* _Required action A_
In the article about the Western Green Awards, what position does Lois Armstrong hold?
* _Required action B_
Continue the article about the Western Green Awards from where it stops.

Events, People

'Greenies' put spotlight on environment

April 17, 2008

Sometimes Lois Armstrong wonders what the big deal is.

One person who never battles for a parking spot is Lois Armstrong. The Media Support Centre Supervisor (Faculty of Education) has been honoured with an inaugural Western Green Award for contributions to environmental sustainability at work and in her personal life.

She uses a travel mug, she composts, she rides her bike to work - it's what she does, and has been doing for years. It's safe to say Armstrong was environmentally savvy long before it was cool.

Armstrong's natural way of life has now been recognized with a Western Green Award, through the Physical Plant department. Physical Plant's Andy Merucci and Hospitality Services are also first recipients of the inaugural award.

Armstrong says for her, being environmentally aware began years ago on her parents' farm. From riding her bike and growing vegetables to hanging clothes on the line and reading about world issues through National Geographic, it became a way of life at a young age.

* _Study material_
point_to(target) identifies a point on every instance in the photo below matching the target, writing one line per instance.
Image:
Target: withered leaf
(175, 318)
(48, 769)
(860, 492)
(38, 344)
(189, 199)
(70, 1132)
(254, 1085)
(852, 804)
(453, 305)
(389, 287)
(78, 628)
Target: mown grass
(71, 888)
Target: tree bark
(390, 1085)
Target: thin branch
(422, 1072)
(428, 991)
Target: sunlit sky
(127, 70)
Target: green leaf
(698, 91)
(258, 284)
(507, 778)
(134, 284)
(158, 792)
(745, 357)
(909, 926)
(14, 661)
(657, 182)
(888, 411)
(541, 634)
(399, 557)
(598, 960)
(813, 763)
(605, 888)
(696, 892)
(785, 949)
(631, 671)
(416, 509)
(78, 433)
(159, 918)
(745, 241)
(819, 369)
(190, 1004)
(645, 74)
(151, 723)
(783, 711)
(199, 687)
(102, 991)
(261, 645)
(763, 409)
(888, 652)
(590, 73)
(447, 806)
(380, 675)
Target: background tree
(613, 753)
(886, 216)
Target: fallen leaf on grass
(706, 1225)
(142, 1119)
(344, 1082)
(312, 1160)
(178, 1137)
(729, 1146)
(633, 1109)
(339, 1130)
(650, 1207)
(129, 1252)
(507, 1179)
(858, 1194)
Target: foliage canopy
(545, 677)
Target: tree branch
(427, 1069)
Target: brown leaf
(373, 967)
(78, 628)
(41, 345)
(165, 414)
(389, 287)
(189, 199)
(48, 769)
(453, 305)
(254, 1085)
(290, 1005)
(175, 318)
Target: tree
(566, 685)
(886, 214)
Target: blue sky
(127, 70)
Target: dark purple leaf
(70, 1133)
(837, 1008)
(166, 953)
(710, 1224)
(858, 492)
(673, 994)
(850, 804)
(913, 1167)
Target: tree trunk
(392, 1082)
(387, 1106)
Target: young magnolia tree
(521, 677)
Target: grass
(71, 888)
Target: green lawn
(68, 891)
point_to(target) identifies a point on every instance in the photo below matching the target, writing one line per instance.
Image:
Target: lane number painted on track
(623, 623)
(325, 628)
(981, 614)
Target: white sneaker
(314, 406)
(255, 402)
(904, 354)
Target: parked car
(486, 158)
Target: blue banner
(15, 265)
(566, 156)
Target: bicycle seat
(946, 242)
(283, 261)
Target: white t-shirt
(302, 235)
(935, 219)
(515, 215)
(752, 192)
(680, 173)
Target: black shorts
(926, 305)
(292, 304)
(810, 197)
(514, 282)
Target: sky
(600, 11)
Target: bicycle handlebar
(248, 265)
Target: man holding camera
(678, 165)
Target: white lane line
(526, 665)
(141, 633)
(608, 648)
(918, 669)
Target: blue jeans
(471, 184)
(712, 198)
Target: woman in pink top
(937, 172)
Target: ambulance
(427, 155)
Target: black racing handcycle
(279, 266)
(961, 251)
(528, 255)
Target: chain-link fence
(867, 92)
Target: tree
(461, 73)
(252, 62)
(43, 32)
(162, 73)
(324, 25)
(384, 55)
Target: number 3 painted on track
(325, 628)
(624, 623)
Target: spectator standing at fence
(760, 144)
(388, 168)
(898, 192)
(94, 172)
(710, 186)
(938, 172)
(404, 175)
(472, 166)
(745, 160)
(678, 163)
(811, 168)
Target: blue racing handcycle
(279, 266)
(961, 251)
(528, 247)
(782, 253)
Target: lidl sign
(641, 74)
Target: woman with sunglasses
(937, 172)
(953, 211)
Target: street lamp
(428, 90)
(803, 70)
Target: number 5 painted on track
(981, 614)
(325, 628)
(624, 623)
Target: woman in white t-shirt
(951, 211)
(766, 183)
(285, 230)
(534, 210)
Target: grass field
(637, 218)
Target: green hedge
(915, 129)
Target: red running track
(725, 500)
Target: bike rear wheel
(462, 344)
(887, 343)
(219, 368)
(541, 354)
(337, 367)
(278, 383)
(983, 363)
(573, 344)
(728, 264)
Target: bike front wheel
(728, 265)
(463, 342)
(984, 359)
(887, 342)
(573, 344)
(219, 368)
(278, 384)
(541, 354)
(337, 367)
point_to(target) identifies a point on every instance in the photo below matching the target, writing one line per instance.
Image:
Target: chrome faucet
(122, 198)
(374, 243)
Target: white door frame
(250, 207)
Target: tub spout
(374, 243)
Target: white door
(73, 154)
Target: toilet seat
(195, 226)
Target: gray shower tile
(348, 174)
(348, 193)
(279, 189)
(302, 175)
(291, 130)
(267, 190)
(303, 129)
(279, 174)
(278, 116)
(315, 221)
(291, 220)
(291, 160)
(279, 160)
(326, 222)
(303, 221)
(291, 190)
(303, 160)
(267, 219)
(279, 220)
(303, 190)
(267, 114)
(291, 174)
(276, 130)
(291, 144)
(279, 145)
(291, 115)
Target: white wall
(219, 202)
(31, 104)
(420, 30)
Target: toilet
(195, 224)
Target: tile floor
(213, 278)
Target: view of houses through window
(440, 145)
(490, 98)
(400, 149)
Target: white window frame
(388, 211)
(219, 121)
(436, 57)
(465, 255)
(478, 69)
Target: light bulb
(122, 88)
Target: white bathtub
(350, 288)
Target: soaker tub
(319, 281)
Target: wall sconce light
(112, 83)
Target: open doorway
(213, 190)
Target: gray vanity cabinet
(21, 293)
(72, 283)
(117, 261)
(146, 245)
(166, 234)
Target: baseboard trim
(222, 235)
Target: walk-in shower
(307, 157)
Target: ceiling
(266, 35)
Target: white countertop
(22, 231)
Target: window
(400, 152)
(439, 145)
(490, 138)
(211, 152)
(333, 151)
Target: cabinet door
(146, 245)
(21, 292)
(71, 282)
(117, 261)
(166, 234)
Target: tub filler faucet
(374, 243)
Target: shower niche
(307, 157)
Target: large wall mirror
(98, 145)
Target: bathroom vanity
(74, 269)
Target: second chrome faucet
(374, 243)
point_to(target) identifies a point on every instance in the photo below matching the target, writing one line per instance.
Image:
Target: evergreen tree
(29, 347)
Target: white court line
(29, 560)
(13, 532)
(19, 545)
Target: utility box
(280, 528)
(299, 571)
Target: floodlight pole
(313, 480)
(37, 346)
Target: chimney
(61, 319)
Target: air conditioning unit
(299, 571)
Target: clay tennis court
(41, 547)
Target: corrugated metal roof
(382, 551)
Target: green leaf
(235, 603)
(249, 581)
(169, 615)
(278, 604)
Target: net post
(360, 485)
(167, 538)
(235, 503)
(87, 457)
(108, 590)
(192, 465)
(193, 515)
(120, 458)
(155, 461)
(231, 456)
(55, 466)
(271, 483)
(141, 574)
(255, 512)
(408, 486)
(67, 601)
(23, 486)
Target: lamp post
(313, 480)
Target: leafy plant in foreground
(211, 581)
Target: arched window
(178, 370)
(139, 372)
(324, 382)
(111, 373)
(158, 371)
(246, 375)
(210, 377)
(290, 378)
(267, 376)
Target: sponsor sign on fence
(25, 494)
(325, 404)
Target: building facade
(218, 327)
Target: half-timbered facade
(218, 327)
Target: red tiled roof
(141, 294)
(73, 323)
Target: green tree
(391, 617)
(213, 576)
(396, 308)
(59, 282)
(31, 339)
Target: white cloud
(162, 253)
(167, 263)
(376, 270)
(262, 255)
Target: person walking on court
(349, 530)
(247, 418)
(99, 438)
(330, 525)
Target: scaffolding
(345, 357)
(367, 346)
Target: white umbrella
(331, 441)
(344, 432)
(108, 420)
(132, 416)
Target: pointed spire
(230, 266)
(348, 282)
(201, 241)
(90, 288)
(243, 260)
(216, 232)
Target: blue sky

* _Answer area A_
She is the Media Support Centre Supervisor in the Faculty of Education.

* _Answer area B_
At the age of 16 she was already a member of Pollution Probe, a Canadian charitable environmental organization.

Being recognized with a 'Greenie' is nice for the Media Production Centre Supervisor (Faculty of Education), who hopes others will see the difference that can be made.

“It's a great start, getting more people to talk about it," says the soft-spoken Armstrong. “Raising awareness is the main reason. It's very easy to be preachy and I try not to do that. But it's one thing to say you're environmentally aware and another to actually do it."

On campus, she has taken the lead as the Faculty of Education's 'Energy Champion', resulting in ideas such as signs in the rooms reminding staff, students and faculty to turn off lights or close blinds; she was part of the 2006 Photocopier Selection Committee, ensuring copiers were Energy Star efficient; she has implemented a used battery depot in the faculty and the donation of old computers to the 'Komputer for Kids' program.

Val Van Domelen says her friend is more than deserved of this honour.

“In addition to living it personally, Lois has influenced Western's workplace wherever she can," says Van Domelen, adding the awards are a great platform to celebrate environmental efforts.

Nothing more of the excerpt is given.